Reescribe todas las líneas de los registros como una tabla Markdown de dos columnas, «Fila» y «Línea». Numera cada línea en «Fila» y omite las líneas en blanco.

(Entradas de anotación de coordenadas)
----------
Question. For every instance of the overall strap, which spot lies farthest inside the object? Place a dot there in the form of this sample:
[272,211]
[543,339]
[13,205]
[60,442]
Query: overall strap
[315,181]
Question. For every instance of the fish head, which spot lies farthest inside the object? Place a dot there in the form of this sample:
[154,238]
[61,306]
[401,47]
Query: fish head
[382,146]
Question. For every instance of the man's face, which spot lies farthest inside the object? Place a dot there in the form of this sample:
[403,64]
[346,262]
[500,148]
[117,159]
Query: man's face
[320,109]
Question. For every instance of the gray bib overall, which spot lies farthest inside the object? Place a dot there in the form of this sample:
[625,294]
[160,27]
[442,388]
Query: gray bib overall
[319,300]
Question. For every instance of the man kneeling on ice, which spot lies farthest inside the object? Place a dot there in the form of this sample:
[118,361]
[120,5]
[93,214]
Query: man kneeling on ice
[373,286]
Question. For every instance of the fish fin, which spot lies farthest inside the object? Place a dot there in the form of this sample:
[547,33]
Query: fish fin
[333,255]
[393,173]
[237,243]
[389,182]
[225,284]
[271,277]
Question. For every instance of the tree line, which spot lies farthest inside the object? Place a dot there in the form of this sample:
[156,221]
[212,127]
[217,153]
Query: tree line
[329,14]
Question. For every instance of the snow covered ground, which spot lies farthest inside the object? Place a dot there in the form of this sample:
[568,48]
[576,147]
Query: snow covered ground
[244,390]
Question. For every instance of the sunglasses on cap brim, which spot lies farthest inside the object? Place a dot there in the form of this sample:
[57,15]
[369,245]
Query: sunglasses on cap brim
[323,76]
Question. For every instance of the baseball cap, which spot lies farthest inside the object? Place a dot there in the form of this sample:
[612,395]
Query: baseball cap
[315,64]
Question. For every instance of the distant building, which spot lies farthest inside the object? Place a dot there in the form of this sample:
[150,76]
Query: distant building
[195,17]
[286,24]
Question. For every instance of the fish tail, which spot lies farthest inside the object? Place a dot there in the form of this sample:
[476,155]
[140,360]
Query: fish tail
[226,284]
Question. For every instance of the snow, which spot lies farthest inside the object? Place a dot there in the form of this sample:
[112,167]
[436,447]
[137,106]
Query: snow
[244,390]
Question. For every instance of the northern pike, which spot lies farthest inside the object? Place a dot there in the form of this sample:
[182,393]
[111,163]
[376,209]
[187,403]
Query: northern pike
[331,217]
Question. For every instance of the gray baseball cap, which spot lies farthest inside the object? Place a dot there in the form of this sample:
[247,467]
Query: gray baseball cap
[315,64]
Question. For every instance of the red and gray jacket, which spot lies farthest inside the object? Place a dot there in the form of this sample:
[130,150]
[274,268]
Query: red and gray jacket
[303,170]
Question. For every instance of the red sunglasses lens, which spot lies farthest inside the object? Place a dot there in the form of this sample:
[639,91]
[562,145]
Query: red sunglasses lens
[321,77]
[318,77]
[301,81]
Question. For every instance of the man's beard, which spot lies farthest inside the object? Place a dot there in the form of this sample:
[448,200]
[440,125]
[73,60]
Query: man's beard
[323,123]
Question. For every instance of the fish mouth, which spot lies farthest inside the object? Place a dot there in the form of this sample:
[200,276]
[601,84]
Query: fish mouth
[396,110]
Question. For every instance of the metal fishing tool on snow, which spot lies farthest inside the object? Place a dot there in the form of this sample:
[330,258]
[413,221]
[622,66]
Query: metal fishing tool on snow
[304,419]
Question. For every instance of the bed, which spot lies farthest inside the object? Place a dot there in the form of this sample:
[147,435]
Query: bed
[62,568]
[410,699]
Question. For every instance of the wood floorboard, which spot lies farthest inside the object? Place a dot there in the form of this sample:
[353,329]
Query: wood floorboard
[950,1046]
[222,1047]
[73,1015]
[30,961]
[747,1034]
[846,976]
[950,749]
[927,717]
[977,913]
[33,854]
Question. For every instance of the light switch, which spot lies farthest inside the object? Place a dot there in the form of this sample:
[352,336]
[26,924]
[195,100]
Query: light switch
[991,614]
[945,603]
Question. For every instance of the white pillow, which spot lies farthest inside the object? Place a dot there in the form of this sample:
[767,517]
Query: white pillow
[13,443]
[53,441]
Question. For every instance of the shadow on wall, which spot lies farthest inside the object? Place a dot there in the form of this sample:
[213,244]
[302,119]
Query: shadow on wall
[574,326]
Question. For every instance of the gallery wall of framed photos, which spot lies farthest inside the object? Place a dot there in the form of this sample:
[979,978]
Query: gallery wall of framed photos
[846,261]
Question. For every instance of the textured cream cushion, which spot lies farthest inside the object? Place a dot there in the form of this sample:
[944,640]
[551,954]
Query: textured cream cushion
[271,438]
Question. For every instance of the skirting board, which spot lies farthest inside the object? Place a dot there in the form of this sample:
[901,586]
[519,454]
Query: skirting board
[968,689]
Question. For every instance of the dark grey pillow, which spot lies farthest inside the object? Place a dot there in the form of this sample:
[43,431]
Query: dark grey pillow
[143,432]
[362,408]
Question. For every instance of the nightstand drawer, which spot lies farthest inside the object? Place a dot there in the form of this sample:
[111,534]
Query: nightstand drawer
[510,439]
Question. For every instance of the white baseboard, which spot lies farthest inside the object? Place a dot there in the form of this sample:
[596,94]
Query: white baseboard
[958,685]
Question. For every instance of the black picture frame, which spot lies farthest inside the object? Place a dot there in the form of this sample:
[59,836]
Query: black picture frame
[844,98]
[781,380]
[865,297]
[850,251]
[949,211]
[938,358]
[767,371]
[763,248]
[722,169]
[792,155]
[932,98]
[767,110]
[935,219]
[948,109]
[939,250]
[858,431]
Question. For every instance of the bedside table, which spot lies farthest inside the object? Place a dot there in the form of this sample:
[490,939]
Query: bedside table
----------
- **RESPUESTA AL PROBLEMA**
| Fila | Línea |
|---|---|
| 1 | Question. For every instance of the overall strap, which spot lies farthest inside the object? Place a dot there in the form of this sample: |
| 2 | [272,211] |
| 3 | [543,339] |
| 4 | [13,205] |
| 5 | [60,442] |
| 6 | Query: overall strap |
| 7 | [315,181] |
| 8 | Question. For every instance of the fish head, which spot lies farthest inside the object? Place a dot there in the form of this sample: |
| 9 | [154,238] |
| 10 | [61,306] |
| 11 | [401,47] |
| 12 | Query: fish head |
| 13 | [382,146] |
| 14 | Question. For every instance of the man's face, which spot lies farthest inside the object? Place a dot there in the form of this sample: |
| 15 | [403,64] |
| 16 | [346,262] |
| 17 | [500,148] |
| 18 | [117,159] |
| 19 | Query: man's face |
| 20 | [320,109] |
| 21 | Question. For every instance of the gray bib overall, which spot lies farthest inside the object? Place a dot there in the form of this sample: |
| 22 | [625,294] |
| 23 | [160,27] |
| 24 | [442,388] |
| 25 | Query: gray bib overall |
| 26 | [319,300] |
| 27 | Question. For every instance of the man kneeling on ice, which spot lies farthest inside the object? Place a dot there in the form of this sample: |
| 28 | [118,361] |
| 29 | [120,5] |
| 30 | [93,214] |
| 31 | Query: man kneeling on ice |
| 32 | [373,286] |
| 33 | Question. For every instance of the fish fin, which spot lies farthest inside the object? Place a dot there in the form of this sample: |
| 34 | [547,33] |
| 35 | Query: fish fin |
| 36 | [333,255] |
| 37 | [393,173] |
| 38 | [237,243] |
| 39 | [389,182] |
| 40 | [225,284] |
| 41 | [271,277] |
| 42 | Question. For every instance of the tree line, which spot lies farthest inside the object? Place a dot there in the form of this sample: |
| 43 | [156,221] |
| 44 | [212,127] |
| 45 | [217,153] |
| 46 | Query: tree line |
| 47 | [329,14] |
| 48 | Question. For every instance of the snow covered ground, which spot lies farthest inside the object? Place a dot there in the form of this sample: |
| 49 | [568,48] |
| 50 | [576,147] |
| 51 | Query: snow covered ground |
| 52 | [244,390] |
| 53 | Question. For every instance of the sunglasses on cap brim, which spot lies farthest inside the object? Place a dot there in the form of this sample: |
| 54 | [57,15] |
| 55 | [369,245] |
| 56 | Query: sunglasses on cap brim |
| 57 | [323,76] |
| 58 | Question. For every instance of the baseball cap, which spot lies farthest inside the object? Place a dot there in the form of this sample: |
| 59 | [612,395] |
| 60 | Query: baseball cap |
| 61 | [315,64] |
| 62 | Question. For every instance of the distant building, which spot lies farthest inside the object? Place a dot there in the form of this sample: |
| 63 | [150,76] |
| 64 | Query: distant building |
| 65 | [195,17] |
| 66 | [286,24] |
| 67 | Question. For every instance of the fish tail, which spot lies farthest inside the object? Place a dot there in the form of this sample: |
| 68 | [476,155] |
| 69 | [140,360] |
| 70 | Query: fish tail |
| 71 | [226,284] |
| 72 | Question. For every instance of the snow, which spot lies farthest inside the object? Place a dot there in the form of this sample: |
| 73 | [112,167] |
| 74 | [436,447] |
| 75 | [137,106] |
| 76 | Query: snow |
| 77 | [244,390] |
| 78 | Question. For every instance of the northern pike, which spot lies farthest inside the object? Place a dot there in the form of this sample: |
| 79 | [182,393] |
| 80 | [111,163] |
| 81 | [376,209] |
| 82 | [187,403] |
| 83 | Query: northern pike |
| 84 | [331,217] |
| 85 | Question. For every instance of the gray baseball cap, which spot lies farthest inside the object? Place a dot there in the form of this sample: |
| 86 | [247,467] |
| 87 | Query: gray baseball cap |
| 88 | [315,64] |
| 89 | Question. For every instance of the red and gray jacket, which spot lies farthest inside the object? Place a dot there in the form of this sample: |
| 90 | [130,150] |
| 91 | [274,268] |
| 92 | Query: red and gray jacket |
| 93 | [303,170] |
| 94 | Question. For every instance of the red sunglasses lens, which spot lies farthest inside the object? Place a dot there in the form of this sample: |
| 95 | [639,91] |
| 96 | [562,145] |
| 97 | Query: red sunglasses lens |
| 98 | [321,77] |
| 99 | [318,77] |
| 100 | [301,81] |
| 101 | Question. For every instance of the man's beard, which spot lies farthest inside the object? Place a dot there in the form of this sample: |
| 102 | [448,200] |
| 103 | [440,125] |
| 104 | [73,60] |
| 105 | Query: man's beard |
| 106 | [323,123] |
| 107 | Question. For every instance of the fish mouth, which spot lies farthest inside the object? Place a dot there in the form of this sample: |
| 108 | [200,276] |
| 109 | [601,84] |
| 110 | Query: fish mouth |
| 111 | [396,110] |
| 112 | Question. For every instance of the metal fishing tool on snow, which spot lies farthest inside the object? Place a dot there in the form of this sample: |
| 113 | [330,258] |
| 114 | [413,221] |
| 115 | [622,66] |
| 116 | Query: metal fishing tool on snow |
| 117 | [304,419] |
| 118 | Question. For every instance of the bed, which spot lies farthest inside the object? Place a dot there in the form of this sample: |
| 119 | [147,435] |
| 120 | Query: bed |
| 121 | [62,568] |
| 122 | [410,699] |
| 123 | Question. For every instance of the wood floorboard, which spot lies farthest inside the object? Place a dot there in the form of this sample: |
| 124 | [353,329] |
| 125 | Query: wood floorboard |
| 126 | [950,1046] |
| 127 | [222,1047] |
| 128 | [73,1015] |
| 129 | [30,961] |
| 130 | [747,1034] |
| 131 | [846,976] |
| 132 | [950,749] |
| 133 | [927,717] |
| 134 | [977,913] |
| 135 | [33,854] |
| 136 | Question. For every instance of the light switch, which spot lies farthest inside the object? Place a dot there in the form of this sample: |
| 137 | [352,336] |
| 138 | [26,924] |
| 139 | [195,100] |
| 140 | Query: light switch |
| 141 | [991,614] |
| 142 | [945,603] |
| 143 | Question. For every instance of the white pillow, which spot lies farthest inside the object? Place a dot there in the form of this sample: |
| 144 | [767,517] |
| 145 | Query: white pillow |
| 146 | [13,443] |
| 147 | [53,441] |
| 148 | Question. For every instance of the shadow on wall, which spot lies farthest inside the object? Place a dot there in the form of this sample: |
| 149 | [213,244] |
| 150 | [302,119] |
| 151 | Query: shadow on wall |
| 152 | [574,326] |
| 153 | Question. For every instance of the gallery wall of framed photos, which spot lies farthest inside the object? Place a dot there in the form of this sample: |
| 154 | [979,978] |
| 155 | Query: gallery wall of framed photos |
| 156 | [846,261] |
| 157 | Question. For every instance of the textured cream cushion, which spot lies farthest inside the object? Place a dot there in the form of this sample: |
| 158 | [944,640] |
| 159 | [551,954] |
| 160 | Query: textured cream cushion |
| 161 | [271,438] |
| 162 | Question. For every instance of the skirting board, which spot lies farthest inside the object? Place a dot there in the form of this sample: |
| 163 | [901,586] |
| 164 | [519,454] |
| 165 | Query: skirting board |
| 166 | [968,689] |
| 167 | Question. For every instance of the dark grey pillow, which spot lies farthest inside the object? Place a dot there in the form of this sample: |
| 168 | [43,431] |
| 169 | Query: dark grey pillow |
| 170 | [143,432] |
| 171 | [362,408] |
| 172 | Question. For every instance of the nightstand drawer, which spot lies farthest inside the object? Place a dot there in the form of this sample: |
| 173 | [111,534] |
| 174 | Query: nightstand drawer |
| 175 | [510,439] |
| 176 | Question. For every instance of the white baseboard, which spot lies farthest inside the object? Place a dot there in the form of this sample: |
| 177 | [596,94] |
| 178 | Query: white baseboard |
| 179 | [958,685] |
| 180 | Question. For every instance of the black picture frame, which spot lies farthest inside the object? Place a dot there in the form of this sample: |
| 181 | [59,836] |
| 182 | Query: black picture frame |
| 183 | [844,98] |
| 184 | [781,380] |
| 185 | [865,297] |
| 186 | [850,251] |
| 187 | [949,211] |
| 188 | [938,358] |
| 189 | [767,371] |
| 190 | [763,248] |
| 191 | [722,169] |
| 192 | [792,155] |
| 193 | [932,98] |
| 194 | [767,110] |
| 195 | [935,219] |
| 196 | [948,109] |
| 197 | [939,250] |
| 198 | [858,431] |
| 199 | Question. For every instance of the bedside table, which spot lies farthest inside the object? Place a dot there in the form of this sample: |
| 200 | [490,939] |
| 201 | Query: bedside table |